::: STORED RECORDS :::
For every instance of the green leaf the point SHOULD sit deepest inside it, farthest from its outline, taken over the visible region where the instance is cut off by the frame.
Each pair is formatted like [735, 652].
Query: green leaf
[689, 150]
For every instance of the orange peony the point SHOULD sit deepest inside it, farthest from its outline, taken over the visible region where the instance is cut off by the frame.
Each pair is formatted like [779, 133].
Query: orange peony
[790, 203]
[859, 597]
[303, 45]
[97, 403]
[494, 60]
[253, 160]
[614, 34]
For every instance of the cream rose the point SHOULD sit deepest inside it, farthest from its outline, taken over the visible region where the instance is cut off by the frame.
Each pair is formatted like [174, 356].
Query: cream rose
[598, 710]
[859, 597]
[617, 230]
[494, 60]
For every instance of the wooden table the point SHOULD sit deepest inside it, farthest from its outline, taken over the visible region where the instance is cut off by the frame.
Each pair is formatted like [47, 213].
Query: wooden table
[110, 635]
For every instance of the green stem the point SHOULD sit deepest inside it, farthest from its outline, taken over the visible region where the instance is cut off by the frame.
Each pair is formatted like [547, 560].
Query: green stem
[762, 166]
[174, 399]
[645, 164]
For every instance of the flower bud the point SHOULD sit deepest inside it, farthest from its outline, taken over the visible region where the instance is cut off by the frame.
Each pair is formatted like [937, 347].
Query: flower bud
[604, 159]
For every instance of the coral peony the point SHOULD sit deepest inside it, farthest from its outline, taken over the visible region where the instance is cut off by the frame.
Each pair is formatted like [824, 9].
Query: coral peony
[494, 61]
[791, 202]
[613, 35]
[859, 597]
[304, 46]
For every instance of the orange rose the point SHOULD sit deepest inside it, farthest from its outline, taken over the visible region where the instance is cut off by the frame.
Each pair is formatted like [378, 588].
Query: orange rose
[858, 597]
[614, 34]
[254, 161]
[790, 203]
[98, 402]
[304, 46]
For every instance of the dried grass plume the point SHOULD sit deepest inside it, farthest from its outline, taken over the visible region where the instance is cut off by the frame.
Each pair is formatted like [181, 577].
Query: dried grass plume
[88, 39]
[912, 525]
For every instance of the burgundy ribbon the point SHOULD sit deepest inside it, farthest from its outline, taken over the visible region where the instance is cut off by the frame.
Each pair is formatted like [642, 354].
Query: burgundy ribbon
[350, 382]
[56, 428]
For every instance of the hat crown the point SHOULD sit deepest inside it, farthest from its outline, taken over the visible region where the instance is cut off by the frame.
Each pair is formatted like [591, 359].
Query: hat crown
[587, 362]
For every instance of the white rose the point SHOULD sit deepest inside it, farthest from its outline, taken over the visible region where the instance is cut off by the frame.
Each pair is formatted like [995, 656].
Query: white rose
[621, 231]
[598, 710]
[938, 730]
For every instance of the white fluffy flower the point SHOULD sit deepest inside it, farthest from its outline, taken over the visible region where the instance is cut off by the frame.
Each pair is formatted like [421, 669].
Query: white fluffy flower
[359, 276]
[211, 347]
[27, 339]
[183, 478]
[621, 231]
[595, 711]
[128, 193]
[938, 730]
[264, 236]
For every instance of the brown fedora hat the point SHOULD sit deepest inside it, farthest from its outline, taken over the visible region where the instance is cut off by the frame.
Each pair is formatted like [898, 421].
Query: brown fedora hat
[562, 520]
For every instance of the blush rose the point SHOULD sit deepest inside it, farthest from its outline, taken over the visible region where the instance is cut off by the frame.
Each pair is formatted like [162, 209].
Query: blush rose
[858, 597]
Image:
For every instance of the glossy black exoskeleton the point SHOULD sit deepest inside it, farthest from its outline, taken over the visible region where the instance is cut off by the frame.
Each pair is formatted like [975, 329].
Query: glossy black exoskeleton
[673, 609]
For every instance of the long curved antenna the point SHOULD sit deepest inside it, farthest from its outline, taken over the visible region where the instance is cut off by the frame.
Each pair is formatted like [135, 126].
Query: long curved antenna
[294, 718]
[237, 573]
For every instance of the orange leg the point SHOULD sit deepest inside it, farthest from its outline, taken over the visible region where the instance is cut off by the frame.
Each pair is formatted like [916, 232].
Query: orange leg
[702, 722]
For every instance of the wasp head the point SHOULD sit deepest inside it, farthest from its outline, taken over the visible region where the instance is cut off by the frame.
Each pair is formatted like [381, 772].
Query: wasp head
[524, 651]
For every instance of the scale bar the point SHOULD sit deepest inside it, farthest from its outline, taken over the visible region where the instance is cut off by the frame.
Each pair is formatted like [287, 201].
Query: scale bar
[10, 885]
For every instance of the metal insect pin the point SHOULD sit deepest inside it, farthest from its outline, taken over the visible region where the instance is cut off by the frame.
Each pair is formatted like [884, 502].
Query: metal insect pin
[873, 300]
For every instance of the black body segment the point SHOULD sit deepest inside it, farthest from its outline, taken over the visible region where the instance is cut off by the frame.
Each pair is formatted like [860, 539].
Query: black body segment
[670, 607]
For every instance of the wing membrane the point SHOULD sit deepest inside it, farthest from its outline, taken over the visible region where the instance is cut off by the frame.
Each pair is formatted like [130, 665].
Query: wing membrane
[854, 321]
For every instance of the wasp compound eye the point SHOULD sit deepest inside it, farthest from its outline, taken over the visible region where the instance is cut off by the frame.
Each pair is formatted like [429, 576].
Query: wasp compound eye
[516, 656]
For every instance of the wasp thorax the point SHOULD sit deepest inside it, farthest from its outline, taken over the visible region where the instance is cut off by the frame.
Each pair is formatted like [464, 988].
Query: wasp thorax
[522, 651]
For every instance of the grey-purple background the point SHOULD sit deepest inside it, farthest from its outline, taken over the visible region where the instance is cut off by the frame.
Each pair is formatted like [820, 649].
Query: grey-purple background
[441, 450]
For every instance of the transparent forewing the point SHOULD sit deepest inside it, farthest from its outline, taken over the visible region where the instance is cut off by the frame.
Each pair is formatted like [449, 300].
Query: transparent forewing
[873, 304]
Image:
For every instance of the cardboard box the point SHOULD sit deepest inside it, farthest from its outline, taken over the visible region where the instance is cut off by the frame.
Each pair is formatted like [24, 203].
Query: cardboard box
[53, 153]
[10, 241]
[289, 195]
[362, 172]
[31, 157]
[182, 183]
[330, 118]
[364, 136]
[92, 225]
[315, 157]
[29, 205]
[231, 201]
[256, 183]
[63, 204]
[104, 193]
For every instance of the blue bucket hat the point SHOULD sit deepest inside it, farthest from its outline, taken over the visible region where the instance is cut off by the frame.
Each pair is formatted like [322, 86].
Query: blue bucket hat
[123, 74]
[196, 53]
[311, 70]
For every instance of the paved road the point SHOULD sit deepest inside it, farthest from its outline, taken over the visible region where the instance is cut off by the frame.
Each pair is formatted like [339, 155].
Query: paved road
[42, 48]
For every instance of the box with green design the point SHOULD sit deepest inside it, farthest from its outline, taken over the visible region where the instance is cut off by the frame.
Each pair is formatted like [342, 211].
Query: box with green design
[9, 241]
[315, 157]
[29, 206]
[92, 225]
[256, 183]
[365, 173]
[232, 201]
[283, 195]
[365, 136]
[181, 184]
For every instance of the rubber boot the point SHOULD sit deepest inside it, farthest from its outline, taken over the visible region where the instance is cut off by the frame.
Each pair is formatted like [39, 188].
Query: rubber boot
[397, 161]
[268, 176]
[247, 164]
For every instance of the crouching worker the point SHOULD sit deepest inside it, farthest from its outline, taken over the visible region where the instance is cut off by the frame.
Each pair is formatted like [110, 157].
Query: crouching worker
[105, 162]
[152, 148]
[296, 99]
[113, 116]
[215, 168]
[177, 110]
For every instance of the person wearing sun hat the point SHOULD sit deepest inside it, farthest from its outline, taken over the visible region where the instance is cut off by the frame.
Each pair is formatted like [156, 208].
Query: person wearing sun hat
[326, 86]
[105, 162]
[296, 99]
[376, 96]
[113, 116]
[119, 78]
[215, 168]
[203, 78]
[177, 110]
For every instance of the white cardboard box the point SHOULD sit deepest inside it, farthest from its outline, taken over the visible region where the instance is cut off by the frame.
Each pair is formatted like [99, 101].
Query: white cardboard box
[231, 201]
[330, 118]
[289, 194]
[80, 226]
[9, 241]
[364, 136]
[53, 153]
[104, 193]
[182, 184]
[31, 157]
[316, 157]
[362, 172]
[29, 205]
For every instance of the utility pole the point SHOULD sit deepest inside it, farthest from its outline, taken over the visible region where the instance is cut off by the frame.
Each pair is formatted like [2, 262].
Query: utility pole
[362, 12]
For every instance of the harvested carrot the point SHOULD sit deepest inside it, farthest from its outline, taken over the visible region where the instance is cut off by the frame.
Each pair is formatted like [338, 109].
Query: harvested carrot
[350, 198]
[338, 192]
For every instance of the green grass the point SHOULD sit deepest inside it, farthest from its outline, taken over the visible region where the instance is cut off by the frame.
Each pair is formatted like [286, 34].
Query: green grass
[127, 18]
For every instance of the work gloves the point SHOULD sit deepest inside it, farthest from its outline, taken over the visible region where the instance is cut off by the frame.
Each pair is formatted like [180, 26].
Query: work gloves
:::
* [PROBLEM STATEMENT] Please rewrite the items from the line that contains "For every instance of the white cardboard" through the end of the items, requests included. Shift every number in the answer coordinates up by 56, and leave the numbers in the format samples unchanged.

* [PROBLEM SOLUTION]
For every instance of the white cardboard box the point SHOULD sit deepest inside it, farthest from its outline, taken over the visible region where the instance is cut off by the frame.
Each pair is formatted like [99, 101].
Query: white cardboard box
[287, 257]
[386, 174]
[345, 250]
[136, 282]
[65, 297]
[420, 192]
[109, 209]
[160, 249]
[238, 240]
[87, 213]
[372, 213]
[418, 228]
[85, 261]
For every instance of the utility pole the point SHOULD sit deepest inside it, farthest from its outline, taken over the visible region where the instance is cut off by the frame.
Each pair is formatted like [2, 262].
Query: utility pole
[418, 68]
For every instance of the harvested carrot the point SHOULD sit deepest inside it, farthest from its outline, taken over the visible region where the instance is cut off by the frame.
Each pair is formatted like [338, 109].
Query: harvested carrot
[406, 254]
[394, 248]
For every instance of the green grass the point SHOULD sit deepest inside it, farthest from its outline, taken over the visible region where the instance is cut off by the frame.
Each pair is formatted like [286, 34].
Query: green grass
[183, 74]
For every instance of the work gloves the point SHOULD sit deepest inside it, farthest from its outline, taken over the visible region where the instance is cut off by the frame.
Each pair is formatted like [180, 26].
Query: work gloves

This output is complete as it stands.